3/ L’inconscient comme hypothèse explicative.

 a/ Le refoulement : 

   La conception de Freud apporte une innovation d’importance : l’inconscient n’est pas dans un rapport de continuité avec les autres états de la pensée. La théorie distingue soigneusement ce qui est préconscient et peut être rappelé à la mémoire sans difficulté, et l’inconscient sur lequel l’activité mémorisante acquise- la tendance hypermnésique de l’inconscient se produit à mon insu - n’a pas de prise. C’est que, pour Freud, l’inconscient est avant tout le produit du refoulement, i.e. le refus que le psychisme de l’individu oppose à un certain nombre de tendances et de pulsions. L’inconscient est, en effet, constitué d’éléments inavouables, rejetés par la conscience (le « conscient », dit précisément Freud). Il ne peut donc se manifester au grand jour. Son mode d’existence est souterrain : il est, mais ne paraît pas, forme spécifique qui explique qu’il soit ignoré ou contesté, puisqu’il est implicite, toujours occulté. Refoulement, résistance à l’explicitation de son contenu, sont deux caractéristiques de l’inconscient freudien. Ils sont constitutifs de sa structure, et permettent d’expliquer son fonctionnement particulier.

» Données extraites

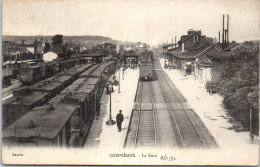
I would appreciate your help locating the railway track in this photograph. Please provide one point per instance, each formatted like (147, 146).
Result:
(188, 135)
(146, 127)
(162, 118)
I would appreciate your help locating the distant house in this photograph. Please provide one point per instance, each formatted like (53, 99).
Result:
(190, 46)
(95, 57)
(203, 64)
(49, 56)
(191, 39)
(218, 59)
(106, 48)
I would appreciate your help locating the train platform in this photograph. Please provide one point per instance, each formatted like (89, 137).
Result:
(103, 136)
(211, 111)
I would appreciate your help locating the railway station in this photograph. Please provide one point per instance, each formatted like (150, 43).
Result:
(83, 98)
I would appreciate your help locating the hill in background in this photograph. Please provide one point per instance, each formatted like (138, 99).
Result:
(87, 40)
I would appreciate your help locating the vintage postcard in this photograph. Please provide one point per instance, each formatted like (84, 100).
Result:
(130, 82)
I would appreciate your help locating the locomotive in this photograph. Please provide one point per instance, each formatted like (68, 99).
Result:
(146, 65)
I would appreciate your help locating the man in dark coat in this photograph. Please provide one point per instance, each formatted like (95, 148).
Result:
(119, 120)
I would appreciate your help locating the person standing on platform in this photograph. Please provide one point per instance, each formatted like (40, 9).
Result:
(119, 120)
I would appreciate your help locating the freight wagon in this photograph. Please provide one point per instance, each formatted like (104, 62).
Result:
(65, 120)
(146, 66)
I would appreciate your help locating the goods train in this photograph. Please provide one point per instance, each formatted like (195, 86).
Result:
(146, 65)
(64, 121)
(29, 74)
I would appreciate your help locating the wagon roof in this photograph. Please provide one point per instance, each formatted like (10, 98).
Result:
(79, 81)
(87, 89)
(70, 88)
(63, 78)
(48, 123)
(28, 99)
(90, 70)
(56, 99)
(92, 81)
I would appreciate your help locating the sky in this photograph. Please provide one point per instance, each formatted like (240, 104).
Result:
(150, 21)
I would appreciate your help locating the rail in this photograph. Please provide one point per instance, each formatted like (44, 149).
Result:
(139, 114)
(181, 103)
(169, 106)
(154, 121)
(148, 116)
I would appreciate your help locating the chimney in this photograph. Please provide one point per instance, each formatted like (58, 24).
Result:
(227, 28)
(35, 48)
(219, 37)
(182, 47)
(172, 43)
(175, 41)
(223, 30)
(225, 37)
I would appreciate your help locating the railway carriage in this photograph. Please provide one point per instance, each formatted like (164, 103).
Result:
(146, 66)
(66, 119)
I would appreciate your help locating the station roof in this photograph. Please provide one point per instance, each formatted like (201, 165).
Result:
(48, 122)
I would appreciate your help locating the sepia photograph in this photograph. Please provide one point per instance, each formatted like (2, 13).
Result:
(130, 82)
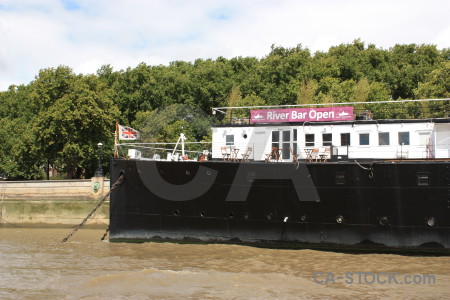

» Consignes
- 1) Dans l'extrait sur l'inconscient freudien, quels adjectifs et participes se rapportent au pronom « il » dans la phrase qui commence par « Son mode d'existence est souterrain » ?
- 2) Prolongez l'extrait sur l'inconscient freudien à partir de sa dernière phrase.

» Réponses par consigne
- 1) ignoré, contesté, implicite, occulté

- 2)
b/ Le symptôme :

   L’inconscient resterait à jamais inconnaissable s’il ne se manifestait pas sous une forme ou sous une autre. Bien qu’il soit refoulé, refusé, il parvient cependant à s’exprimer, mais masqué, travesti. Repérable par des indices, les « trous » qu’il produit dans la conscience sous forme de manifestations aberrantes (lapsus, actes manqués, rêves, troubles névrotiques …), l’inconscient ne peut être saisi qu’à travers des symptômes. Le discours qu’il tient est sans cesse à décrypter, derrière ses formes manifestes qui sont autant de masques, de travestissements. Le statut de l’inconscient est donc ambigu : il est décelable à des traces qu’il laisse, mais se défait dès qu’il est explicitement cerné. Cependant, découvrir le symptôme et mettre à jour le contenu refoulé ne revient pas à supprimer l’inconscient. Ce dernier reste hors d’atteinte, la désagrégation de l’une de ses formations ne le détruit pas. Elle ne fait que combler un vide, sans permettre de rétablir la continuité.

c/ La méconnaissance :

   Plus fondamentalement, l’inconscient freudien doit être postulé pour donner à l’ensemble des phénomènes psychiques leur cohérence. Or, la théorie freudienne repose sur l’idée que la conscience est dans un rapport de méconnaissance avec le reste de l’appareil psychique. Alors que traditionnellement on lui attribue le plus haut degré de lucidité et de compréhension à l’égard des phénomènes qui l’environnent, la psychanalyse la considère au contraire comme le lieu d’inscription du leurre et de l’illusion. En faisant de la conscience une manifestation parmi d’autres, et soumise, en fin de compte, à des influences qu’elle ne contrôle pas, Freud opère un renversement de perspective très important. Aujourd’hui les sciences humaines, en mettant en valeur les déterminations inconscientes qui influent sur le comportement des individus, ont renforcé cette conception des rapports de la conscience à l’ensemble de l’appareil psychique.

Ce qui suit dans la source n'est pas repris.